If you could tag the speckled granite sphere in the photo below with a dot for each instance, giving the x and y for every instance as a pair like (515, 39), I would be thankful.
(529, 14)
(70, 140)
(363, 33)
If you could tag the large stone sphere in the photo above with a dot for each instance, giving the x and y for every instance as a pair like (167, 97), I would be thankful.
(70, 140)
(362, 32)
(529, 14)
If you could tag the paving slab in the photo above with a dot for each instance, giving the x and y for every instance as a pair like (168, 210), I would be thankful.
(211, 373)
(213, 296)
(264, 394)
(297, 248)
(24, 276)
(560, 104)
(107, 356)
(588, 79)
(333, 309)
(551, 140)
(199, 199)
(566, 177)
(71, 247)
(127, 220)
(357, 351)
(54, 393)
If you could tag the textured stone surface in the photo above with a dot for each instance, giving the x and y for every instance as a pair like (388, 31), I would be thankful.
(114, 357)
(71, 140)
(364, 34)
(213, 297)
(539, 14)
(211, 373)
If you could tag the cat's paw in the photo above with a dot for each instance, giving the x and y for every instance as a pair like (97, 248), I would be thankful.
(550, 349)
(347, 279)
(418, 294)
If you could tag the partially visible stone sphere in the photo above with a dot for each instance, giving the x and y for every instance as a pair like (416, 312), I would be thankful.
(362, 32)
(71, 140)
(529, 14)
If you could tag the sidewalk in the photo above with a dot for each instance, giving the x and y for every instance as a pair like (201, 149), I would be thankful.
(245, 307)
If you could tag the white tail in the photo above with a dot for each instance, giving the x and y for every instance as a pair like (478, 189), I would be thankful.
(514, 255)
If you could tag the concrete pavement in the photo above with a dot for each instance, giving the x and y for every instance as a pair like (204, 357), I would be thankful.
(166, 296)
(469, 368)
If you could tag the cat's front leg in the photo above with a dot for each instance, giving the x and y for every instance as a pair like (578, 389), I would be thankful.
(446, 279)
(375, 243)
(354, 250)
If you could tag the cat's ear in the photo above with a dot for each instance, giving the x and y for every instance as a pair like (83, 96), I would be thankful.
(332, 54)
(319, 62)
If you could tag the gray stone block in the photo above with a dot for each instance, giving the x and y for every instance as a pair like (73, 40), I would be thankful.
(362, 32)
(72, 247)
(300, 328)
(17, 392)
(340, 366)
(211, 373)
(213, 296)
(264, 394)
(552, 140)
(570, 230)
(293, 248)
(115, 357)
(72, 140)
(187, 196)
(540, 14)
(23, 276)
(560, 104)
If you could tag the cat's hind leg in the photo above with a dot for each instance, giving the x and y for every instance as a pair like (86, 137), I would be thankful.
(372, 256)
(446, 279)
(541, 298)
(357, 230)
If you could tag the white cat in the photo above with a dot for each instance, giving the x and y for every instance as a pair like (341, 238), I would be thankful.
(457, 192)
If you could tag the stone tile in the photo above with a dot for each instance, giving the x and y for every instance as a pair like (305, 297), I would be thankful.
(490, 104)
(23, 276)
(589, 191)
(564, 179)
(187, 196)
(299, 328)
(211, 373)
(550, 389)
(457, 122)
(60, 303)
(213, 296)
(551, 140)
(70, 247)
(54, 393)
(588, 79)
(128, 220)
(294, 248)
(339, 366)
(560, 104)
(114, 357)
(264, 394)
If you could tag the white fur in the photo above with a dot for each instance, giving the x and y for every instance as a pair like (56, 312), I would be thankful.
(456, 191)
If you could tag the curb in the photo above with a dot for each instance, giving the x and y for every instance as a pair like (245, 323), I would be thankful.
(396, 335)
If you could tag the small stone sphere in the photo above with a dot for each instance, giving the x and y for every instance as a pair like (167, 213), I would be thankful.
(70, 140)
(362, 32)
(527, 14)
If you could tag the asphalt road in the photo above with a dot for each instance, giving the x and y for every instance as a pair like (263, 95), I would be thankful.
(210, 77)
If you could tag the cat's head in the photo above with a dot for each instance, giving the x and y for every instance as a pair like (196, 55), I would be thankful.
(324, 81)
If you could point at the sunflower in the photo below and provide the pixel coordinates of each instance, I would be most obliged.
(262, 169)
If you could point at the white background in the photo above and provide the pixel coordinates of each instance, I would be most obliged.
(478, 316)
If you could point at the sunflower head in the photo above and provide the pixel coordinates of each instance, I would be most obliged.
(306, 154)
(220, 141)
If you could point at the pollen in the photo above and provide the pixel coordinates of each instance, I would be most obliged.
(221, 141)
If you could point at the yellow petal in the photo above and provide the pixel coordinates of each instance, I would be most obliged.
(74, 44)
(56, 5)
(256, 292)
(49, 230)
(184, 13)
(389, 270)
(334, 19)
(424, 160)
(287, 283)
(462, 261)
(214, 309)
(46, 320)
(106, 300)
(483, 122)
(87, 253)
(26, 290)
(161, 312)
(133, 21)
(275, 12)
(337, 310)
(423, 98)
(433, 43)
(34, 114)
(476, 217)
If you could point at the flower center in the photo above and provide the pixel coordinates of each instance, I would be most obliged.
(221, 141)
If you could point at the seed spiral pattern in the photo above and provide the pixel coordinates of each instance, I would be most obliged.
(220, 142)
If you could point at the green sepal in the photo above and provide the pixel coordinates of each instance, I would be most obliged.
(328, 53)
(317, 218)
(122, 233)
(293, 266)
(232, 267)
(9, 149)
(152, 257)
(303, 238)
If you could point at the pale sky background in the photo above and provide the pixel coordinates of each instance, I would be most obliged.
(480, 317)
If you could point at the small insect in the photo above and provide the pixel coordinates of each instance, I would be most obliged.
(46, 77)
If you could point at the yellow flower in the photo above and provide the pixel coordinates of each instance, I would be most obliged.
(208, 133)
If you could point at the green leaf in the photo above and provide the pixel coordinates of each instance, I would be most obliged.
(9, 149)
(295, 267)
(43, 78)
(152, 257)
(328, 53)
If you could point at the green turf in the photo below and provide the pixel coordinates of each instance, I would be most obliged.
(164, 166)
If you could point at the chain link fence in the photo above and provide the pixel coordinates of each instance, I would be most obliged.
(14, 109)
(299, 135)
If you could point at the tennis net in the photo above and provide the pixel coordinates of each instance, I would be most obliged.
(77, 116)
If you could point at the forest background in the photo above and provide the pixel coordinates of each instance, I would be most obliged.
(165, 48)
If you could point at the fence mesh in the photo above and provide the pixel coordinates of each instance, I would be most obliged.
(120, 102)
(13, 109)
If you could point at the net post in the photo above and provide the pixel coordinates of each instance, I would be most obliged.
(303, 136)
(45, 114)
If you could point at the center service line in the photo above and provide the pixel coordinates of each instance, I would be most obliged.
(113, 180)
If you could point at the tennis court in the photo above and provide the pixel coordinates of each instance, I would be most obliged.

_ _ _

### Exercise objective:
Reproduce the listing in full. Keep it exactly as written.

### Result of this task:
If you could tag the speckled granite sphere in the photo below with a dot for each instance, giving the x and y for every instance as a pair like (515, 39), I would be thankful.
(529, 14)
(70, 140)
(363, 33)
If you could tag the large stone sphere in the photo above with a dot for each instance, giving the x and y for every instance as a pair like (167, 97), I would be thankful.
(70, 140)
(362, 32)
(529, 14)
If you could tag the paving slab in the photo above with a dot for each instance, giving the x and y for every instance as a pair like (168, 210), I would be thankful.
(211, 373)
(213, 296)
(264, 394)
(297, 248)
(24, 276)
(560, 104)
(107, 356)
(588, 79)
(333, 309)
(551, 140)
(199, 199)
(566, 177)
(71, 247)
(127, 220)
(357, 351)
(54, 393)
If you could tag the textured stone surface in the photo above with a dot for each instance, giving the x and y for every instance as a pair like (388, 31), I would be thankful.
(114, 357)
(71, 140)
(364, 34)
(213, 297)
(539, 14)
(211, 373)
If you could tag the cat's paw in the photo above with a dot for each instance, giving the x and y for every instance as a pair like (97, 248), I would be thankful.
(550, 349)
(347, 279)
(418, 294)
If you could tag the partially visible stone sphere in the photo above with a dot for each instance, giving the x and y for every instance as a pair like (416, 312), I would be thankful.
(362, 32)
(71, 140)
(529, 14)
If you could tag the sidewalk in the photo above with a dot for each instance, giving the x and y for every instance as a pair like (201, 149), I would be thankful.
(245, 307)
If you could tag the white tail in the photo above with a dot for each instance, giving the x and y for every instance as a pair like (478, 189), I would be thankful.
(514, 255)
If you could tag the concrete pavement in the photo above with a dot for each instance, giving the x and y for every instance as a pair like (204, 357), I would be thankful.
(166, 296)
(469, 368)
If you could tag the cat's front leg in the photo above with a dot for each instance, giving the x and y for every instance as a pair like (578, 389), I would be thankful.
(446, 279)
(375, 243)
(354, 250)
If you could tag the cat's ear in the photo above with a dot for each instance, giving the x and y for every instance as a pair like (83, 96), I would be thankful.
(332, 54)
(319, 62)
If you could tag the gray stone block in the photo above with a dot for each instance, giving the x and y for every instance as a pair like (73, 40), I would be thankful.
(362, 32)
(72, 247)
(300, 328)
(17, 392)
(340, 366)
(211, 373)
(213, 296)
(264, 394)
(552, 140)
(570, 230)
(293, 248)
(115, 357)
(72, 140)
(187, 196)
(540, 14)
(23, 276)
(560, 104)
If you could tag the cat's hind leg in the photo above with a dot for each instance, giving the x and y for every instance as a pair like (86, 137), I would be thankful.
(372, 256)
(446, 279)
(541, 298)
(357, 230)
If you could tag the white cat in the photo above with a dot for each instance, giving the x and y for every instance as a pair like (341, 238), I would be thankful.
(457, 192)
If you could tag the stone tile in the photo above with a dot for each instance, giving the x and y for every instance as a pair like (305, 297), I would be thankful.
(490, 104)
(23, 276)
(589, 191)
(564, 179)
(187, 196)
(299, 328)
(211, 373)
(550, 389)
(457, 122)
(60, 303)
(213, 296)
(551, 140)
(70, 247)
(54, 393)
(588, 79)
(128, 220)
(294, 248)
(339, 366)
(560, 104)
(114, 357)
(264, 394)
If you could tag the white fur in the photo above with a dot for each instance, giving the x and y for every instance as a pair like (56, 312), I would be thankful.
(456, 191)
If you could tag the curb in the photo above with a dot for each instance, giving the x and y for every instance as a pair like (245, 323), I would be thankful.
(396, 335)
If you could tag the small stone sphere in the photo above with a dot for each instance, giving the x and y for every instance as a pair like (167, 213), I would be thankful.
(70, 140)
(362, 32)
(527, 14)
If you could tag the asphalt road in the photo above with a dot for each instance, giving the x and y for every instance as a pair like (263, 95), I would be thankful.
(210, 77)
If you could tag the cat's head in the photo above with a dot for each instance, giving the x and y for every instance as a pair like (196, 55), I would be thankful.
(324, 81)
If you could point at the sunflower in the photo below and provide the pixel coordinates of each instance, I would be most obliged.
(262, 169)
If you could point at the white background in the photo above and provide the pixel coordinates of each instance, I would be most obliged.
(478, 316)
If you could point at the sunflower head in the photo above and provide the pixel coordinates of each instance, I would be most obliged.
(306, 154)
(220, 141)
If you could point at the pollen in the photo above and provide the pixel coordinates of each instance, I would be most obliged.
(221, 141)
If you could point at the yellow petal in the photo above and provide the pixel coordinates of each instance, I would be most obliged.
(74, 44)
(56, 5)
(256, 292)
(49, 230)
(184, 13)
(389, 270)
(334, 19)
(424, 160)
(287, 283)
(462, 261)
(214, 309)
(46, 320)
(106, 300)
(483, 122)
(87, 253)
(26, 290)
(161, 312)
(133, 21)
(275, 12)
(337, 310)
(423, 98)
(433, 43)
(34, 114)
(476, 217)
If you could point at the flower center in the photo above and provide the pixel coordinates of each instance, I would be most obliged.
(221, 141)
If you could point at the seed spiral pattern in the photo above and provide the pixel coordinates of each instance, I would be most obliged.
(220, 142)
If you could point at the green sepal in the photo above and provide the pixel coordinates of each instance, I would be most obliged.
(328, 53)
(317, 218)
(122, 233)
(293, 266)
(232, 267)
(9, 149)
(152, 257)
(303, 238)
If you could point at the pale sky background in the photo above and provide the pixel coordinates of each instance, I would be most obliged.
(480, 317)
If you could point at the small insect in the photo above and provide the pixel coordinates of each instance, I would be most obliged.
(46, 77)
If you could point at the yellow flower in the photo above and provide the pixel coordinates of each instance, I would be most obliged.
(208, 133)
If you could point at the green leaf in the photo above and provide the pixel coordinates of each instance, I would be most obliged.
(9, 149)
(295, 267)
(43, 78)
(152, 257)
(328, 53)
If you could point at the green turf in the photo below and provide the pixel coordinates of each instance, I would be most obliged.
(164, 166)
If you could point at the chain link fence in the photo above and provide the pixel coordinates of each instance, I would be most obliged.
(14, 109)
(299, 135)
If you could point at the tennis net in the photo above and provide the pixel coordinates of each instance, I would be most obliged.
(77, 116)
If you could point at the forest background in the photo above and provide the pixel coordinates of each instance, I would be most obliged.
(165, 48)
If you could point at the fence mesh in the photo above and provide the pixel coordinates of each instance, I would be most obliged.
(120, 102)
(13, 109)
If you could point at the net post in the photo above and provide the pixel coordinates of each instance, I would be most obliged.
(303, 136)
(45, 114)
If you could point at the center service line in the photo above and provide the pixel coordinates of each instance, I would be most obliged.
(113, 180)
If you could point at the tennis court in the photo above and provide the pixel coordinates of each instance, I would be most obliged.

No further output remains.